Entries from a dataset:
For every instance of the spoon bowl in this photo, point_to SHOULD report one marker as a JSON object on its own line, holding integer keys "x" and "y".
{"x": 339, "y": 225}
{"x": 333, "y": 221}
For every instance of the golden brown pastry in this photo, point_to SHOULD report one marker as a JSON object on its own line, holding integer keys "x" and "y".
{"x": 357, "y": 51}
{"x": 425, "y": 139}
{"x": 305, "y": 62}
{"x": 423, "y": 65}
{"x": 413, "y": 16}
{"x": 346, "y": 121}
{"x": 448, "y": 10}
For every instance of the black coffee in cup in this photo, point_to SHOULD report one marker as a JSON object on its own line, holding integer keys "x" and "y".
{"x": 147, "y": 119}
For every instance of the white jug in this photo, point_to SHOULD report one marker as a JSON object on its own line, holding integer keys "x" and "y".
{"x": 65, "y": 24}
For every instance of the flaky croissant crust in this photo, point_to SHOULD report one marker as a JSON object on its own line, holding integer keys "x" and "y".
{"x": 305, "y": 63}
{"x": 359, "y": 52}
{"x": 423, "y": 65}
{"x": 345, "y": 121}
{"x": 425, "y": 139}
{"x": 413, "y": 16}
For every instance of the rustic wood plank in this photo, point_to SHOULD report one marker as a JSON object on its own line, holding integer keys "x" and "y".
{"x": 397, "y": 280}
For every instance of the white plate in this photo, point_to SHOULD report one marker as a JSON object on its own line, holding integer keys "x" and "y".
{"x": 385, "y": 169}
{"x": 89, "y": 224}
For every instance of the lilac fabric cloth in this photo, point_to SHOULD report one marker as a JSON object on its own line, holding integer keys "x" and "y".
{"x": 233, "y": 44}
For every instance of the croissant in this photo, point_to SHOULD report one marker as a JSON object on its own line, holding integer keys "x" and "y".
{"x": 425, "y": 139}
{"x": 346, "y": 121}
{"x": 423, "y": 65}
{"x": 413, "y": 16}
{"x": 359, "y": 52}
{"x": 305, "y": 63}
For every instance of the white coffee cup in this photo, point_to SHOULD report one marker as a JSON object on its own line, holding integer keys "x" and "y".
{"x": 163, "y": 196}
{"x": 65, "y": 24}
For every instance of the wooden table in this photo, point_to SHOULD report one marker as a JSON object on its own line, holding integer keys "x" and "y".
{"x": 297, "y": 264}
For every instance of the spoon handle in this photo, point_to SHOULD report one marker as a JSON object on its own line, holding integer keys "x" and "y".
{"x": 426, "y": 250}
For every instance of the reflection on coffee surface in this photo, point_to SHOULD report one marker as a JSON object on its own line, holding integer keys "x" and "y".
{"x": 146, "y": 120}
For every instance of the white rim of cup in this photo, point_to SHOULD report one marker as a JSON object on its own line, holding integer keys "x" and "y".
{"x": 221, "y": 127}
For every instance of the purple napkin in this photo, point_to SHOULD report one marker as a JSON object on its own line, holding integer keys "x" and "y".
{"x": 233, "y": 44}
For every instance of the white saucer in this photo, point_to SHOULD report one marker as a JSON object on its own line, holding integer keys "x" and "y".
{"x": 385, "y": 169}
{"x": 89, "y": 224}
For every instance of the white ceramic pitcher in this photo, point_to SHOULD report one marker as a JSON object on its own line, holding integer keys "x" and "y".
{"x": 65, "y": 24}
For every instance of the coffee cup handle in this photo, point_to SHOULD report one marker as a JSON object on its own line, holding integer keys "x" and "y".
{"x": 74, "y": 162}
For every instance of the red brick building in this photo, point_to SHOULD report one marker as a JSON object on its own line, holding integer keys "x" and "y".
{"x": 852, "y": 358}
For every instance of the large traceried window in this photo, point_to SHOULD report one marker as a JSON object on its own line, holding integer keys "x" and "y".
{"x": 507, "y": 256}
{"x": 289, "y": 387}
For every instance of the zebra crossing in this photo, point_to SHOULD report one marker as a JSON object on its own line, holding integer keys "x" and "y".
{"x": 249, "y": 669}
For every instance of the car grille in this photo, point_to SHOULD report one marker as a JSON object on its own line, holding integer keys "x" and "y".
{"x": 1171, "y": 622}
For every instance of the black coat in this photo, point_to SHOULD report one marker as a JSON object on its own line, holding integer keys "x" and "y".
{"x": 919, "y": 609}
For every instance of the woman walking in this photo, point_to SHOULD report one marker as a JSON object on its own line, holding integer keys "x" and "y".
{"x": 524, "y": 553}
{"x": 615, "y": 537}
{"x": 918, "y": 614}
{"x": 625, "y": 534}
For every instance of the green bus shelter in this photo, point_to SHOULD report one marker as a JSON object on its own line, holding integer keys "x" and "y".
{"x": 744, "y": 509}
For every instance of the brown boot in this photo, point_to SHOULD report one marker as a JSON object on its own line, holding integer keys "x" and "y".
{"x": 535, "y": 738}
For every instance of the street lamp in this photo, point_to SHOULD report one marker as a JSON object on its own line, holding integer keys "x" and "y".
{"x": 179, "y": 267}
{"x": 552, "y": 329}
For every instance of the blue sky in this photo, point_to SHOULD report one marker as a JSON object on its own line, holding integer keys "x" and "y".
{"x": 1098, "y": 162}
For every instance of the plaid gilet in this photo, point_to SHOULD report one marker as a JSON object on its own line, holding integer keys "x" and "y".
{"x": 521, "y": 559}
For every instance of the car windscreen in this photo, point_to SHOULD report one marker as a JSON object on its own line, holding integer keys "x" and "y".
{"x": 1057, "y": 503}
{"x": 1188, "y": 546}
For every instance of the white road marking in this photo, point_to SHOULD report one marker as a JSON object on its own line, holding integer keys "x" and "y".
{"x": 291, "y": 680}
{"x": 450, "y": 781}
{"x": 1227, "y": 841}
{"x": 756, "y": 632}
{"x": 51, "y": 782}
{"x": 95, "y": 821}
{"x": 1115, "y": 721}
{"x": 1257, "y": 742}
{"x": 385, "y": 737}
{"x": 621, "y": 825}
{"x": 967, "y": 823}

**Exercise requirements:** Repeat the lines above exactly.

**Response to this task:**
For every instance of the spoon bowl in this photo, point_to SHOULD report one marker as a JSON object on its own line, holding integer keys "x" and "y".
{"x": 339, "y": 225}
{"x": 333, "y": 221}
For every instance of the golden brown pastry in this photo, point_to SHOULD report one marker as a JSON object on its own line, holding integer keys "x" and "y".
{"x": 357, "y": 51}
{"x": 425, "y": 139}
{"x": 305, "y": 62}
{"x": 423, "y": 65}
{"x": 413, "y": 16}
{"x": 346, "y": 121}
{"x": 448, "y": 10}
For every instance of the black coffee in cup in this photo, point_to SHOULD report one marker as a JSON object on its own line, holding integer keys "x" and "y".
{"x": 147, "y": 119}
For every instance of the white jug in this photo, point_to SHOULD report one marker as a JSON object on its own line, holding integer keys "x" and "y".
{"x": 65, "y": 24}
For every instance of the flaky croissant crust in this photo, point_to SHOULD report one marker as a JSON object on its own line, holding integer keys "x" and "y".
{"x": 305, "y": 63}
{"x": 359, "y": 52}
{"x": 423, "y": 65}
{"x": 345, "y": 121}
{"x": 425, "y": 139}
{"x": 413, "y": 16}
For every instance of the rustic wood plank in this photo, point_to SHOULD report one marker as a JSON object on its own line, holding integer keys "x" and "y".
{"x": 397, "y": 280}
For every instance of the white plate in this photo, point_to SHOULD report one marker as a JSON object on its own line, holding integer keys "x" and "y".
{"x": 385, "y": 169}
{"x": 89, "y": 224}
For every instance of the lilac fabric cloth in this photo, point_to SHOULD report one marker as a JSON object on its own line, holding integer keys "x" and "y".
{"x": 233, "y": 44}
For every instance of the croissant in this photo, point_to SHOULD report one marker as a JSON object on its own line, holding integer keys "x" and "y".
{"x": 425, "y": 139}
{"x": 346, "y": 121}
{"x": 423, "y": 65}
{"x": 413, "y": 16}
{"x": 359, "y": 52}
{"x": 305, "y": 63}
For every instance of the white coffee cup in this photo, point_to SHOULD report one marker as a JSON object on its own line, holding integer keys "x" and "y".
{"x": 163, "y": 196}
{"x": 65, "y": 24}
For every instance of the wooden table in this photo, point_to SHOULD report one marker as a JSON object on its own line, holding integer keys "x" and "y".
{"x": 297, "y": 264}
For every instance of the spoon handle in this photo, point_to SHOULD report one marker as a JSON object on its own line, holding integer keys "x" and "y".
{"x": 426, "y": 250}
For every instance of the reflection on coffee surface in this photo, point_to SHOULD report one marker as a JSON object on its own line, holding integer keys "x" and "y".
{"x": 146, "y": 120}
For every instance of the white rim of cup in this photo, point_to SHOULD report one marker as a JSON object on its own line, holding integer keys "x" and "y".
{"x": 221, "y": 127}
For every instance of the purple napkin in this photo, point_to SHOULD report one marker as a JSON object on its own line, holding integer keys "x" and "y".
{"x": 233, "y": 44}
For every instance of the white saucer in this photo, point_to SHOULD report one marker as a JSON object on its own line, holding integer keys "x" and "y".
{"x": 385, "y": 169}
{"x": 89, "y": 224}
For every instance of the white ceramic pitcher in this photo, point_to SHOULD report one marker as a JSON object on its own line, holding integer keys "x" and "y".
{"x": 65, "y": 24}
For every instance of the coffee cup handle in this photo, point_to SHOULD report one marker as a JSON object on its own line, holding integer keys "x" and "y".
{"x": 74, "y": 162}
For every instance of the red brick building in this photo, point_to SHOULD report one marker as a JSON object on its own line, holding integer keys "x" and "y".
{"x": 852, "y": 358}
For every instance of the large traceried window in this photo, point_to SHOULD report one marker as a JSON object on its own line, holding integer keys "x" and "y".
{"x": 507, "y": 256}
{"x": 289, "y": 387}
For every instance of the zebra crossing in this photo, point_to SHOULD report one marker as a JSON object on its own line, holding integer keys "x" and "y".
{"x": 249, "y": 669}
For every instance of the car grille in this photo, point_to SHOULD report one marker as a JSON object on its own line, holding integer keys "x" and "y".
{"x": 1171, "y": 622}
For every instance of the black coat in this photo, point_to SHOULD report one marker as a JSON object on its own line, holding integer keys "x" and "y".
{"x": 919, "y": 609}
For every instance of the woman walking in this photo, point_to SHOULD report one marker as a JSON object on its own line, holding integer keys "x" and "y".
{"x": 524, "y": 553}
{"x": 615, "y": 537}
{"x": 918, "y": 614}
{"x": 625, "y": 534}
For every instance of the green bus shelter in this photo, point_to SHOULD report one marker as a JSON object on its own line, holding integer keys "x" and "y".
{"x": 744, "y": 509}
For every instance of the brown boot in this photo, point_to SHOULD report one marker as a JSON object on its own line, holding integer keys "x" and "y".
{"x": 535, "y": 738}
For every instance of the street lamp in this photo, point_to SHOULD report one marker as a JSON object on its own line, holding integer keys "x" and "y".
{"x": 179, "y": 267}
{"x": 552, "y": 329}
For every instance of the blue sky in this photo, point_to SHOULD report one marker as a JSON object on its own line, holding integer keys "x" and "y".
{"x": 1098, "y": 162}
For every instance of the plaid gilet in this photo, point_to SHOULD report one marker as a JSON object on its own line, holding integer keys "x" and "y".
{"x": 521, "y": 559}
For every instance of the car windscreen in this photo, point_to SHOULD report one marker as a JSON object on its own line, holding integer keys "x" and "y".
{"x": 1057, "y": 503}
{"x": 1188, "y": 546}
For every instance of the white road marking in this photo, point_to SHOULD report one marker as a JSON object on its own line, holding integer keys "x" and "y".
{"x": 291, "y": 680}
{"x": 450, "y": 781}
{"x": 1227, "y": 841}
{"x": 756, "y": 632}
{"x": 51, "y": 782}
{"x": 95, "y": 821}
{"x": 1115, "y": 721}
{"x": 1257, "y": 742}
{"x": 385, "y": 737}
{"x": 621, "y": 825}
{"x": 967, "y": 823}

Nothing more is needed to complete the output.